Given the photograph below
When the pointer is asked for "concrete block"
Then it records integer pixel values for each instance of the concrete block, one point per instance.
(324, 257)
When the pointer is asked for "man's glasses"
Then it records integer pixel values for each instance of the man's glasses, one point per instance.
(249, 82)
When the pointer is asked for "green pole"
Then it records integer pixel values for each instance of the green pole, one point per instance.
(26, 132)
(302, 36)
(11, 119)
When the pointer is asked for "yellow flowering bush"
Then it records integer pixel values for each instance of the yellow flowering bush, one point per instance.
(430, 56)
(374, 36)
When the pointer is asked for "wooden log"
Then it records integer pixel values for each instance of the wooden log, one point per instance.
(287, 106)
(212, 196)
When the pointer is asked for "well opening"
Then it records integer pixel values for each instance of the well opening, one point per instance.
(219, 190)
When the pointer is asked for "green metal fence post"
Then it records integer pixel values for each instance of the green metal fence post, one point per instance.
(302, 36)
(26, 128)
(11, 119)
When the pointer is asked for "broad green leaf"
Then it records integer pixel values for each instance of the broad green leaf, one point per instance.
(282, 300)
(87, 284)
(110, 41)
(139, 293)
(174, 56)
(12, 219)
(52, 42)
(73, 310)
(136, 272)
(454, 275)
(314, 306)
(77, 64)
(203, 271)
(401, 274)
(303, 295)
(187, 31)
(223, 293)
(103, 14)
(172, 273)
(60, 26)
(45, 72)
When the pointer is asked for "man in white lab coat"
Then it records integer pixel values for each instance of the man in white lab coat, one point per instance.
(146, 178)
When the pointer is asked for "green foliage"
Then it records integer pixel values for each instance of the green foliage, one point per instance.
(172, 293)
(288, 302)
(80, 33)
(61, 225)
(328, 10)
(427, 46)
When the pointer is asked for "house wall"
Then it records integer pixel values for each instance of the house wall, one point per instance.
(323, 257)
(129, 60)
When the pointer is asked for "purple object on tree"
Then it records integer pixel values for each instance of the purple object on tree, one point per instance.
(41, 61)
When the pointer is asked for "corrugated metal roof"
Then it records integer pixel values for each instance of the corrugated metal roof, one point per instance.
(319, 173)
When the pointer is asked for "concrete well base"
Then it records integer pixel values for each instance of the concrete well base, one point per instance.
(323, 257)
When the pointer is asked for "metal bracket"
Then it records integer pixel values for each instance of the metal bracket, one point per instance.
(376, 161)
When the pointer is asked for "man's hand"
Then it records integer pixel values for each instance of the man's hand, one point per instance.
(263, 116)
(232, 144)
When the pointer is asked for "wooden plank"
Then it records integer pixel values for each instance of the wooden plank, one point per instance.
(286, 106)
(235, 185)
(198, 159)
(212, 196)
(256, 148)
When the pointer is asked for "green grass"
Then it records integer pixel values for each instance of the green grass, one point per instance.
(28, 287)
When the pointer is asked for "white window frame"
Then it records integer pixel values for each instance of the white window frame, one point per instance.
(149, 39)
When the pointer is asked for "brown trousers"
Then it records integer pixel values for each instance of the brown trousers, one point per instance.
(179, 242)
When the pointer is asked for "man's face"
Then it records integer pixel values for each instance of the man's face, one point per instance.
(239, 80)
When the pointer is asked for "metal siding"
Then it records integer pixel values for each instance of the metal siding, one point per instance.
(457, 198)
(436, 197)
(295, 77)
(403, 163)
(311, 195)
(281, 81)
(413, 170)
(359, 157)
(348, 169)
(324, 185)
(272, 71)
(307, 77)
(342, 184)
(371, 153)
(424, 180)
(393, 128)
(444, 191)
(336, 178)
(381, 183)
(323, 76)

____

### Task prompt
Give again each line shown above, keeping every word as it is.

### Completed exercise
Given the photograph below
When the pointer is asked for "concrete block"
Then it records integer pixel values for each instance of the concrete block, one point per instance.
(324, 257)
When the pointer is asked for "man's glasses"
Then it records integer pixel values for each instance of the man's glasses, one point per instance.
(249, 82)
When the pointer is asked for "green pole"
Then it records integer pixel values for each instance of the green pole, one point per instance.
(26, 132)
(302, 36)
(11, 119)
When the pointer is asked for "yellow flowering bush"
Then it records integer pixel values for each instance of the yellow flowering bush, one point per instance.
(430, 56)
(374, 36)
When the pointer is asked for "wooden log"
Then it records integer pixel values for each instance of the wooden log, one point per instance.
(287, 106)
(212, 196)
When the pointer is asked for "well opening"
Then it records integer pixel values for each instance of the well opening, one point per instance.
(219, 190)
When the pointer is asked for "green metal fence post"
Then it records integer pixel values for each instance of the green metal fence post, one point per instance.
(302, 36)
(26, 128)
(11, 119)
When the pointer is asked for "broad green leaf"
Then it records integer pixel values for each instance of the broad green leaf, one point per instance.
(282, 300)
(87, 284)
(110, 41)
(139, 293)
(174, 56)
(12, 219)
(52, 42)
(73, 310)
(136, 272)
(454, 275)
(314, 306)
(77, 64)
(203, 271)
(401, 274)
(303, 295)
(187, 31)
(223, 293)
(103, 14)
(172, 273)
(60, 26)
(45, 72)
When the pointer is asked for "man in white lab coat"
Then it records integer pixel values for each instance of the man in white lab coat, one point per instance.
(146, 178)
When the pointer is asked for "green foliage"
Then it records integer pixel values for each instance of the green foliage, one point per instance.
(172, 293)
(288, 302)
(80, 33)
(61, 225)
(328, 10)
(427, 46)
When the pointer is asked for "house wall"
Then it records integer pixel values for each instance of the house wall, one point per instance.
(323, 257)
(129, 60)
When the pointer is asked for "purple object on tree"
Then it records integer pixel values for each instance of the purple object on tree, one point per instance.
(41, 61)
When the pointer is asked for "corrugated metal roof"
Then it records integer pixel values for each instance of the corrugated metal roof, one point per instance.
(319, 173)
When the pointer is asked for "concrete well base"
Then it records integer pixel values for each instance of the concrete well base, one point per instance.
(323, 257)
When the pointer is asked for "metal bracket"
Then it records integer pixel values for each instance of the metal bracket, one point per instance.
(376, 161)
When the pointer is asked for "man's hand"
Then it records integer pixel values for each instance of the man's hand, one point per instance.
(263, 116)
(232, 144)
When the pointer is asked for "wooden plank"
Then it records integer pixel values for each instance of the wooden plank, one point per instance.
(286, 106)
(235, 185)
(198, 159)
(212, 196)
(256, 148)
When the pointer is asked for "green grass"
Then it records integer pixel values for each instance of the green grass, one point per instance.
(28, 287)
When the pointer is asked for "white window frame"
Then it records integer pixel values for each instance of the white window frame, one point per instance.
(149, 39)
When the pointer is asked for "brown trousers"
Then it records integer pixel values for each instance of the brown trousers, one point per instance.
(179, 242)
When the pointer is asked for "man's face"
Then it records integer pixel values for each instance of the man's face, one point per instance.
(239, 80)
When the pointer is asked for "metal siding"
Then it records integer pixel values for each instance of the metal siding, one point per instance.
(457, 198)
(436, 197)
(295, 77)
(403, 163)
(311, 195)
(281, 81)
(413, 170)
(359, 157)
(348, 169)
(324, 185)
(272, 71)
(307, 77)
(342, 184)
(371, 153)
(424, 180)
(393, 128)
(444, 191)
(336, 178)
(381, 183)
(323, 76)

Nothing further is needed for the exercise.